**Source document:**
§

An operand is encoded as follows:

m1 m0 v5 v4 v3 v2 v1 v0

The bits m[1-0] store the operand mode value, encoding the mode of the operand (as described above). The bits v[5-0] store the 6-bit operand value. If the mode is register or memory cell mode, this gives an unsigned register number in the range 0 to 63.

If the mode is small literal, this gives a signed 6-bit integer, in the range -32 to +31.

Large literal operands can appear as the first operand (src1). Within the instruction word, the encoding for a large literal occupies the space of both src1 and src2, thus using two mode bits and allowing the next 14 bits to contain a signed integer value:

m1 m0 v13 v12 v11 v10 v9 v8 v7 v6 v5 v4 v3 v2 v1 v0

The fields m[1-0] will have value 1 (binary 01) and the value of the operand is the 14-bit signed integer v[13-0].

If an instruction has a large literal src1 operand, the semantics of the instruction are such that the destination operand dst takes the place of the missing src2 operand. So, for instance, addition is normally interpreted as dst = src2 + src1, but with a large literal is taken to mean dst = dst + src1.

§

**Dataset rows:**
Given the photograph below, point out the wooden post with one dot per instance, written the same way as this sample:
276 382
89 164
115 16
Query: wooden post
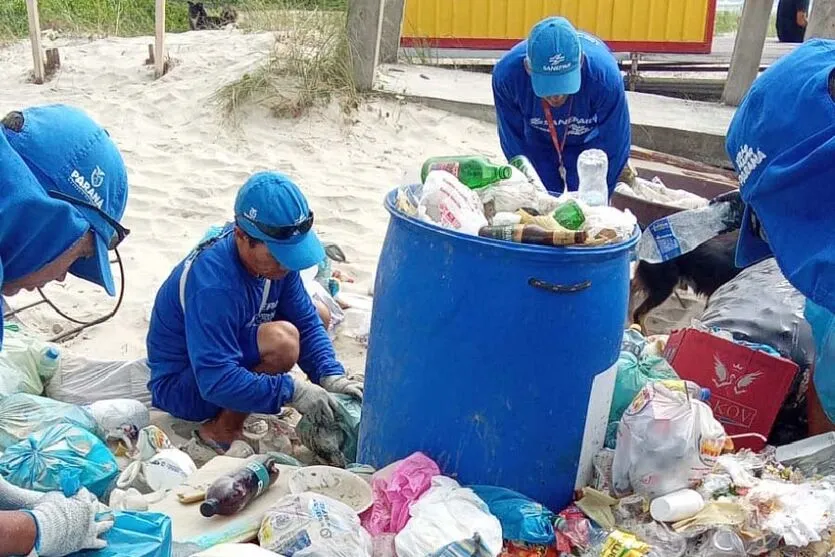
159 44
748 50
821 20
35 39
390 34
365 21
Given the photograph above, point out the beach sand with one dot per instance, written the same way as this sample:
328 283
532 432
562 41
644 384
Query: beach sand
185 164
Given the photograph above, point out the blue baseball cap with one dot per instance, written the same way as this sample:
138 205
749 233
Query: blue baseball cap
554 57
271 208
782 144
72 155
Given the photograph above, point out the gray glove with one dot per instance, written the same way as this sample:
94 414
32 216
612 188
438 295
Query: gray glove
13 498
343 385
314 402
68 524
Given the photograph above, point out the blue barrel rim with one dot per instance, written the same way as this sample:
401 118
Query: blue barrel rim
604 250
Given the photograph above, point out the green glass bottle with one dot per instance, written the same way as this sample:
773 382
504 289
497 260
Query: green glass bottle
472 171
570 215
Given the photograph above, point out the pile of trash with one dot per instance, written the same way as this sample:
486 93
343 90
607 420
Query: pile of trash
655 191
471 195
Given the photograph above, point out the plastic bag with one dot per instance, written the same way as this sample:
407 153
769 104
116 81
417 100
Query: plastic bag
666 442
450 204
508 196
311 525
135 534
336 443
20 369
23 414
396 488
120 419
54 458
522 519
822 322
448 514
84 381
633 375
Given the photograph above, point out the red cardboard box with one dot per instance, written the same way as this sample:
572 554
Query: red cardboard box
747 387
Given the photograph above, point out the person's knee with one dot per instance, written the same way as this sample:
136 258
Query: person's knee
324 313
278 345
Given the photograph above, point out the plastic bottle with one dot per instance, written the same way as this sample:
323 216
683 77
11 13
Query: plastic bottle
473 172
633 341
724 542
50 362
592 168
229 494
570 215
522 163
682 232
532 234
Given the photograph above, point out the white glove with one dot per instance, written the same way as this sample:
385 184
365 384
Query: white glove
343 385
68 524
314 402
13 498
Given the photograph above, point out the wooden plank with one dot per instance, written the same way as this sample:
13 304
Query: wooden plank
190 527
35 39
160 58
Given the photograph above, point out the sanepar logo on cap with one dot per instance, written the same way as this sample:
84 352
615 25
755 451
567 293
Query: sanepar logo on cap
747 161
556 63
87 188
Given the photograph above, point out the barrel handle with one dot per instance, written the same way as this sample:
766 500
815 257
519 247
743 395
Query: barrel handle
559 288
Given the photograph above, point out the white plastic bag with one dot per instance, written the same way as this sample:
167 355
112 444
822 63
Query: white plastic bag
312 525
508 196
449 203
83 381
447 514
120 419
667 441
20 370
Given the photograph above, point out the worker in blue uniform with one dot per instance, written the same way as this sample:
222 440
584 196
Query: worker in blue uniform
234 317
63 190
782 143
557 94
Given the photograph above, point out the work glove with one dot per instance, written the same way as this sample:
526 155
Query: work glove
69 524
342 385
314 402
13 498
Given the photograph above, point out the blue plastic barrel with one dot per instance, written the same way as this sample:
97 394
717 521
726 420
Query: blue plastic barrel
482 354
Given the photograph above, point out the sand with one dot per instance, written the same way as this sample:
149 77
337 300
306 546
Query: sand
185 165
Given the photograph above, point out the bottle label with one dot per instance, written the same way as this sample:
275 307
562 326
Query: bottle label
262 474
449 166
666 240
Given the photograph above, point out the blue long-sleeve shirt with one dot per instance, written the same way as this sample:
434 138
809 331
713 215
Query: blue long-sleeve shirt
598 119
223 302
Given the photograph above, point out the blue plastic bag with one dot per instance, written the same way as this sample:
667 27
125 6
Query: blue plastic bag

§

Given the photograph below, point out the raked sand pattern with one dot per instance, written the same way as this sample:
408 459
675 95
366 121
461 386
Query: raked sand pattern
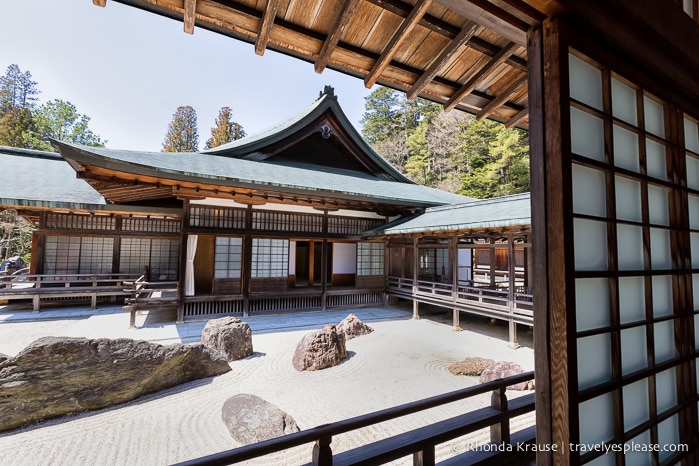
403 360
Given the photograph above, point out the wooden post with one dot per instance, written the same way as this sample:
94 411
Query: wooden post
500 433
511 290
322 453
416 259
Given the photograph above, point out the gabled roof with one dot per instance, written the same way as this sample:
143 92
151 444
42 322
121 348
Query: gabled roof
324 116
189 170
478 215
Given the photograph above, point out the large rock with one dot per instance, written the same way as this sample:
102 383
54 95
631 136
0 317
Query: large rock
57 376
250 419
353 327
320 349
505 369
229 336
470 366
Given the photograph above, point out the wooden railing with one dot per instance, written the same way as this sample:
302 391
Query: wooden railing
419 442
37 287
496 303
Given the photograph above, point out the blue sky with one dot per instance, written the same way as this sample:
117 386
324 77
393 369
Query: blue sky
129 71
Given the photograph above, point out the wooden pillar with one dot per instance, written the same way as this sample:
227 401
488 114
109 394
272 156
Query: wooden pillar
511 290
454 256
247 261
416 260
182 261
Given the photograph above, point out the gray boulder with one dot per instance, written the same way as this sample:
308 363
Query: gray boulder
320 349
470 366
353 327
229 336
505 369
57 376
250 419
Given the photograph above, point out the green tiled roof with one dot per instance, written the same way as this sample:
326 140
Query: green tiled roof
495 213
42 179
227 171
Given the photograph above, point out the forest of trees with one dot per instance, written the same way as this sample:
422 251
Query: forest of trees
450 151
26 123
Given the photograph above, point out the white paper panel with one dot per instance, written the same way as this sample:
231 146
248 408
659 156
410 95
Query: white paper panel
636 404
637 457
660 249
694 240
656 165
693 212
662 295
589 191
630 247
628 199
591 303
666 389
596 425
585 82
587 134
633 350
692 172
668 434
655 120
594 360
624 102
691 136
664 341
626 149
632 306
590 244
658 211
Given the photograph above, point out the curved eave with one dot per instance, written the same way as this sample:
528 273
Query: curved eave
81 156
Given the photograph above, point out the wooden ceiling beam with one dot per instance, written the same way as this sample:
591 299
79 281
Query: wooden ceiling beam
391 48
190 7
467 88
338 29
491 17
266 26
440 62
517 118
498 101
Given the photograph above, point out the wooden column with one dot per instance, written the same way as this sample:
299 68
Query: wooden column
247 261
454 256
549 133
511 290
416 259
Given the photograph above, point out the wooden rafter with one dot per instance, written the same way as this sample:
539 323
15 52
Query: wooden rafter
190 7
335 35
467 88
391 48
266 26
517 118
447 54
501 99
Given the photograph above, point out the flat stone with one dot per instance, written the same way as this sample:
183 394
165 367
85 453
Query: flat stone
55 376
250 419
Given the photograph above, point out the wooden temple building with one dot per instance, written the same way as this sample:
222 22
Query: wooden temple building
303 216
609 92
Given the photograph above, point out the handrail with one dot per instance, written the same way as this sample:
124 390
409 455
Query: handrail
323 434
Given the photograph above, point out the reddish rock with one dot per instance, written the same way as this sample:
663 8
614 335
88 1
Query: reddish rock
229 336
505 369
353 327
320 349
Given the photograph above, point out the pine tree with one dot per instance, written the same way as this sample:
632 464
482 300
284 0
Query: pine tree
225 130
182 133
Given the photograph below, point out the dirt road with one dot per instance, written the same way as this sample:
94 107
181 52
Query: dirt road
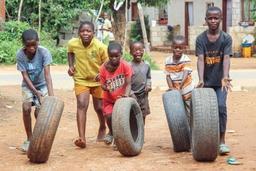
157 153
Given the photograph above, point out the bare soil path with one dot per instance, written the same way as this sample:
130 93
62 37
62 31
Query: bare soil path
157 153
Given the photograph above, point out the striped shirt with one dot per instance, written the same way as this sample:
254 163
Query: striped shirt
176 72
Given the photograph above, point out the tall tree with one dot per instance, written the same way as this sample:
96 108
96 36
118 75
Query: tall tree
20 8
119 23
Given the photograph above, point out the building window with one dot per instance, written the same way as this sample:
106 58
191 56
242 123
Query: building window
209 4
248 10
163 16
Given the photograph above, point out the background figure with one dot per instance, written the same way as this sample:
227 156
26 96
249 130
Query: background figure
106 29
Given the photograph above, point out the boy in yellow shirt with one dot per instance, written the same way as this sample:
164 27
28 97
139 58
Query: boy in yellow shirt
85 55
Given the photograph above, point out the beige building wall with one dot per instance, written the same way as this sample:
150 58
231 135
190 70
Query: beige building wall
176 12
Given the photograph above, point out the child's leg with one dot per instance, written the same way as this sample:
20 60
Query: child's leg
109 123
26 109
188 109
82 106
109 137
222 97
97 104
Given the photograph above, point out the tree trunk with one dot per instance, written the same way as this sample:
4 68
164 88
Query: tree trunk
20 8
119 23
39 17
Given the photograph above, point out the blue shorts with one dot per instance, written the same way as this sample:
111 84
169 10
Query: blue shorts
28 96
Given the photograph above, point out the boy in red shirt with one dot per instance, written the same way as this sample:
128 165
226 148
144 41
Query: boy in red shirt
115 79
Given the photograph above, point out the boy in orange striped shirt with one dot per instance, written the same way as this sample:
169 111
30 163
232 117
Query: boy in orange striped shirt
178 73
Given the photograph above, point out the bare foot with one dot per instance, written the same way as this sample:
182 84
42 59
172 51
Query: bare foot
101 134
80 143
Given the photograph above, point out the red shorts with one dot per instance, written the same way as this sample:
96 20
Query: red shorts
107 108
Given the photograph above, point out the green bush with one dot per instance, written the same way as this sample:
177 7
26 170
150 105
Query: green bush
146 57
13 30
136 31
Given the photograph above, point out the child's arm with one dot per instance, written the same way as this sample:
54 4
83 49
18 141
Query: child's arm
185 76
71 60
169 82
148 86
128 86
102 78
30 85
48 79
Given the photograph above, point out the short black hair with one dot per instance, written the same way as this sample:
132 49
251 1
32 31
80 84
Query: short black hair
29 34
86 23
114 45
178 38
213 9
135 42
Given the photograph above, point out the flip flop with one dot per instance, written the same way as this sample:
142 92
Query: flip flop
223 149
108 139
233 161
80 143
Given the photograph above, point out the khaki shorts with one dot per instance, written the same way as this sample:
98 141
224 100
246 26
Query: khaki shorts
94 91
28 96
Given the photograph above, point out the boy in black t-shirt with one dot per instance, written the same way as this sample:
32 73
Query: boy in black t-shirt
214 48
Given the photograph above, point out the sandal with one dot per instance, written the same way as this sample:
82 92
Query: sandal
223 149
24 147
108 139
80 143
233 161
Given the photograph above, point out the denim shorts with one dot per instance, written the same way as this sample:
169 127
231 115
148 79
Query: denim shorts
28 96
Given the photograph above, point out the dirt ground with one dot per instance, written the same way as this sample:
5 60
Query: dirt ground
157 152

§

Reproduce the operand encoding text in full, word for word. Rely only on the operand encoding text; the items play no part.

An operand is encoded as follows:

m1 m0 v5 v4 v3 v2 v1 v0

The bits m[1-0] store the operand mode value, encoding the mode of the operand (as described above). The bits v[5-0] store the 6-bit operand value. If the mode is register or memory cell mode, this gives an unsigned register number in the range 0 to 63.

If the mode is small literal, this gives a signed 6-bit integer, in the range -32 to +31.

Large literal operands can appear as the first operand (src1). Within the instruction word, the encoding for a large literal occupies the space of both src1 and src2, thus using two mode bits and allowing the next 14 bits to contain a signed integer value:

m1 m0 v13 v12 v11 v10 v9 v8 v7 v6 v5 v4 v3 v2 v1 v0

The fields m[1-0] will have value 1 (binary 01) and the value of the operand is the 14-bit signed integer v[13-0].

If an instruction has a large literal src1 operand, the semantics of the instruction are such that the destination operand dst takes the place of the missing src2 operand. So, for instance, addition is normally interpreted as dst = src2 + src1, but with a large literal is taken to mean dst = dst + src1.